[TRY IT] Each line of the listing below must be retyped exactly, with images left out.

[RECORDS FOR THIS TASK]
BEGIN
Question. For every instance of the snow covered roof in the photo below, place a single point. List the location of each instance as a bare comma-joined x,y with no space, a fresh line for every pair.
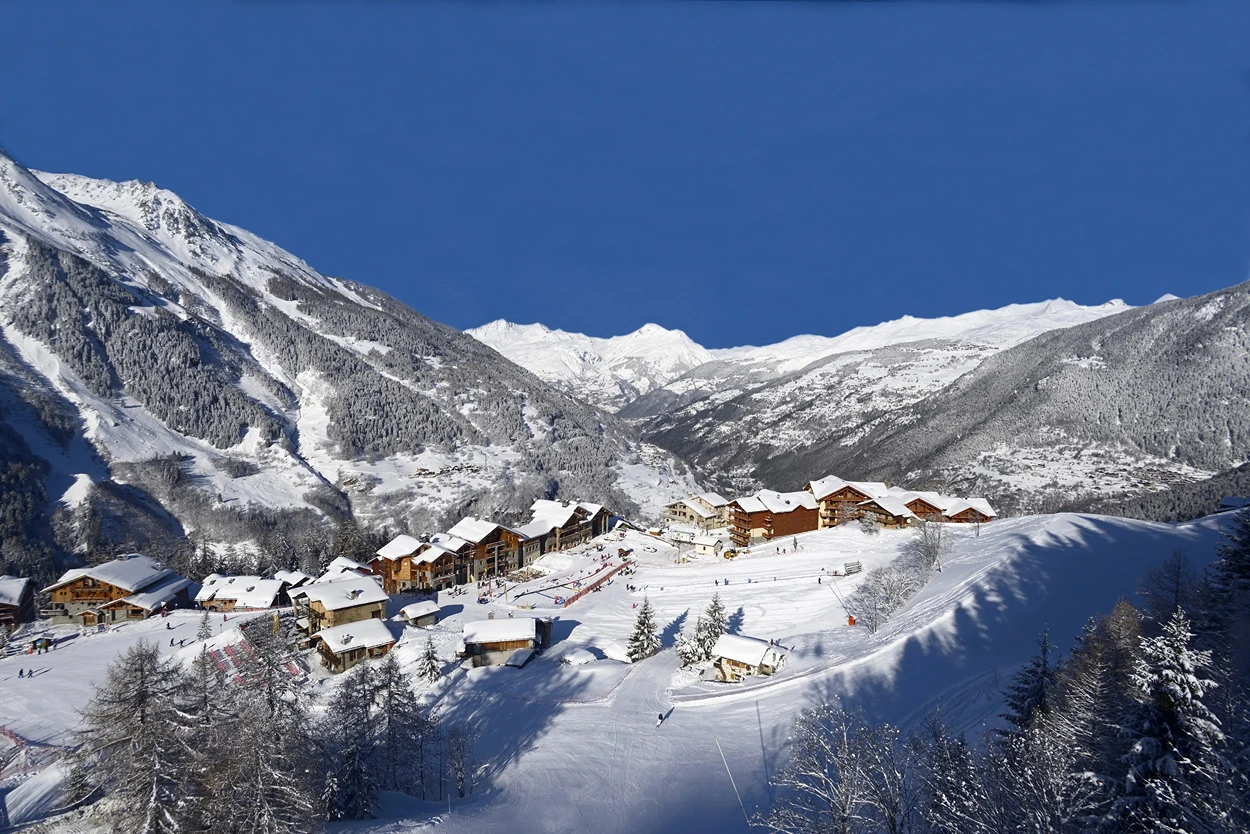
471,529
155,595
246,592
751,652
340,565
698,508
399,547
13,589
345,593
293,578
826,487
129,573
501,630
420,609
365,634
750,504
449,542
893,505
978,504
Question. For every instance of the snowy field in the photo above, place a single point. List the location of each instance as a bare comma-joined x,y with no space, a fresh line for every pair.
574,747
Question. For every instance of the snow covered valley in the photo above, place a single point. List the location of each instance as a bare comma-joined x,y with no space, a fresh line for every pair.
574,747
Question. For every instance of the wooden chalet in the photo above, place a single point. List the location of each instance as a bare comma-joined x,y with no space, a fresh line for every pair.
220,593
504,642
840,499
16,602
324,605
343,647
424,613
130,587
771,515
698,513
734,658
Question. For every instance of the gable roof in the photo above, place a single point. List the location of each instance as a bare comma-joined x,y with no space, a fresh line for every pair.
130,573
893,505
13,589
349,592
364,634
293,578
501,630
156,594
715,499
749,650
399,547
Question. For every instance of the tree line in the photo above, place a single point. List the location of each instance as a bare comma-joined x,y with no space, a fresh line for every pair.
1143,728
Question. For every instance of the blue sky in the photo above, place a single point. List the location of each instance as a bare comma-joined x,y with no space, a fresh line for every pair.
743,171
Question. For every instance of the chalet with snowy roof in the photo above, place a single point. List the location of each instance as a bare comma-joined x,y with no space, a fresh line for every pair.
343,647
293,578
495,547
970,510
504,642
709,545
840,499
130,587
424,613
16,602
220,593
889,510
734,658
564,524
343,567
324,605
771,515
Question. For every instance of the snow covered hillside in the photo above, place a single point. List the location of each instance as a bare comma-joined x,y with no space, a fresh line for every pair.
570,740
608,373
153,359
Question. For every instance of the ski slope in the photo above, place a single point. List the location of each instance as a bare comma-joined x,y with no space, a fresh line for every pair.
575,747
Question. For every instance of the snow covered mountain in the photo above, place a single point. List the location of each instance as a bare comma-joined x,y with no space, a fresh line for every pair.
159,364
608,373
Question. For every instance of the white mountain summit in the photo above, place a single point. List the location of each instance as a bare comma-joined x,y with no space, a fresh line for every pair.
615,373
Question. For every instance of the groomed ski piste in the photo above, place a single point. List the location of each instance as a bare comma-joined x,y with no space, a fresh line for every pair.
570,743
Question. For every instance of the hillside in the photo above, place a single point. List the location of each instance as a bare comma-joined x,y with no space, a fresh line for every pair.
END
[EXPECTED OUTPUT]
Question. For every instance of the snow covered roof in the photo below, place a single point. List the location of each instance as a bare comma-joined x,y with no space, a fresh line for every pair.
471,529
155,595
246,592
751,652
340,565
698,508
399,547
13,589
345,593
293,578
826,487
129,573
501,630
420,609
365,634
750,504
449,542
893,505
978,504
Question. For every instance of the snowy field in the photo above, place a single point. List the location of each instance as a bare comma-joined x,y with no space, a fresh line for every pair.
574,747
Question. For every instance of the snow covered valley in the photo above, place a single point. List the location of each instance as a bare comma-joined x,y with no space, a fresh line for every pair.
574,747
Question. For every instance of the wooden chalet in the photo above, place a single point. List the location of each instance as a bare comma-joined x,y with no space, a fresh line for every pair.
220,593
504,642
840,499
16,602
324,605
343,647
424,613
130,587
771,515
698,513
734,658
Question. For every instance of the gable roof in the photo above, place a single point. List the location of each instance as a bare comma-joined x,y with no space, a fresh line for every pair.
130,573
893,505
13,589
349,592
364,634
293,578
501,630
156,594
715,499
749,650
399,547
Question. For every instance of the tree line in the photo above, place a single point. List the location of each instance as a bare comma-joined x,y with no space, a fresh line for every pair.
1143,728
Question. For every instance of the blue sky in the photo above, place a single point. List the location of each instance as a bare comma-joined x,y with no space, a fresh line for every pair.
743,171
Question. For every instance of the chalet with snowy roof in the photo above, place a single point. List the location of each instance as a bare comma-joined x,y with no space, a fresh line for every pair.
343,647
293,578
495,547
970,510
504,642
709,545
840,499
130,587
424,613
16,602
220,593
889,510
734,658
564,524
343,567
324,605
771,515
Question. For every instance of the snow covered hillside in the photo above, place a single point. List the location of each instance as a bare comma-joined x,y with no space, a fresh line for every pair.
570,740
608,373
153,359
Question. For every instance of the ski slope in the photo above, place a single point. List the location of each instance as a bare comma-joined x,y with no space, a fresh line for every pair.
575,747
Question. For every instance of the snow covered mountain in the photo above, place a single point. List the location of each instance as a bare comma-joined x,y with no space, a fresh line for every pair.
159,364
608,373
Question. For every instance of the white mountain summit in the photo above, place a single point. List the location of each instance as a bare comma-joined x,y with no space, a fresh line for every pair.
615,373
Question. For every instance of the groomed ski piste in the photo above, place a single point. List the location of each instance as a bare comma-joined x,y with no space, a fresh line for every pair.
570,743
Question. For every instance of the hillside in the photo above, place a single point. List the location of each instance as a bare comma-joined x,y with no space, a fresh line for every pair.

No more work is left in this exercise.